● **EXERCISES**
**1)** In two sentences, how would you summarize the passage on Lemma 2?
**2)** Can you continue the passage on Lemma 2 from the point where it stops?
++++ PASSAGE TO READ ++++
We now present some preliminary results and notation for the proof of Theorem 3.
Lemma 2
For any 0 < c 2 < c 1 < 1, define
$$ A_{2}=\frac{(c_{1}b)^{2}}{n^{2}}\mathrm{E}\left[\left[\sum\limits_{l=0}^{n-c_{1}b} \left( \bar{C}_{l}^{(i)}(c_{1}b)-\bar{C}^{(i)} \right) \left( \bar{C}_{l}^{(j)}(c_{1}b)-\bar{C}^{(j)} \right)\right]^{2}\right], \text{ and} $$
$$ A_{3} = -\frac{c_{1}c_{2}b^{2}}{n^{2}} \mathrm{E} \left[\sum\limits_{l=0}^{n-c_{1}b}(\bar{C}_{l}^{(i)}(c_{1}b) - \bar{C}^{(i)})(\bar{C}_{l}^{(j)}(c_{1}b) - \bar{C}^{(j)})\right]\left[\sum\limits_{l=0}^{n-c_{2}b}(\bar{C}_{l}^{(i)}(c_{2}b) - \bar{C}^{(i)})(\bar{C}_{l}^{(j)}(c_{2}b) - \bar{C}^{(j)})\right]. $$
Then, A 2 and A 3 simplify to
$$ A_{2} = \left[\frac{2}{3}({\Sigma}_{ii}{\Sigma}_{jj}+{\Sigma}_{ij}^{2})\cdot\frac{c_{1}b}{n}+{\Sigma}_{ij}^{2}-4{\Sigma}_{ij}^{2}\cdot\frac{c_{1}b}{n}\right]+o\left( \frac{b}{n}\right) \text{ and }, $$
$$ A_{3} = \frac{(c_{2} - 3c_{1})c_{2}}{3c_{1}}({\Sigma}_{ii}{\Sigma}_{jj} + {\Sigma}_{ij}^{2})\cdot \frac{b}{n} + 2\left( c_{1}+c_{2}\right)\cdot{\Sigma}_{ij}^{2}\cdot\frac{b}{n} - {\Sigma}_{ij}^{2} +o\left( \frac{b}{n}\right). $$
Proof
Denote
$$ a_{1}=\sum\limits_{l=0}^{n-c_{1}b} \left( \bar{C}_{l}^{(i)}(c_{1}b)-\bar{C}^{(i)} \right)^{2} \left( \bar{C}_{l}^{(j)}(c_{1}b)-\bar{C}^{(j)} \right)^{2}, $$
(6)
++++ DATASET EXTRACT ++++
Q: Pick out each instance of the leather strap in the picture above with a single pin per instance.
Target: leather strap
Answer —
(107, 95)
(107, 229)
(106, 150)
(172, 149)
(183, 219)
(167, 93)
++++
● **SOLVED PROBLEMS**
**1)** The passage gives preliminary results and notation for the proof of Theorem 3, stating Lemma 2. For any 0 < c₂ < c₁ < 1, the lemma defines A₂ and A₃ as scaled expectations of sums of products of centered terms and shows that they simplify to expressions in Σᵢᵢ, Σⱼⱼ and Σᵢⱼ up to o(b/n); its proof opens by defining a₁ as a sum of products of squared centered terms.

**2)**
$$ a_{2}=\sum\limits_{s=1}^{c_{1}b-1}\sum\limits_{l=0}^{n-c_{1}b-s}(\bar{C}_{l}^{(i)}(c_{1}b)-\bar{C}^{(i)})(\bar{C}_{l}^{(j)}(c_{1}b)-\bar{C}^{(j)})(\bar{C}^{(i)}_{l+s}(c_{1}b)-\bar{C}^{(i)})(\bar{C}^{(j)}_{l+s}(c_{1}b)-\bar{C}^{(j)}), $$
(7)
$$ a_{3}=\sum\limits_{s=b}^{n-c_{1}b}\sum\limits_{l=0}^{n-c_{1}b-s} \left( \bar{C}_{l}^{(i)}(c_{1}b)-\bar{C}^{(i)} \right) \left( \bar{C}_{l}^{(j)}(c_{1}b)-\bar{C}^{(j)} \right) \left( \bar{C}^{(i)}_{l+s}(c_{1}b)-\bar{C}^{(i)} \right) \left( \bar{C}^{(j)}_{l+s}(c_{1}b)-\bar{C}^{(j)} \right). $$
Then
$$ \begin{array}{@{}rcl@{}} A_{2}&= \frac{c_{1}b^{2}}{n^{2}} \mathrm{E}[a_{1}+2a_{2}+2a_{3}]. \end{array} $$
(8)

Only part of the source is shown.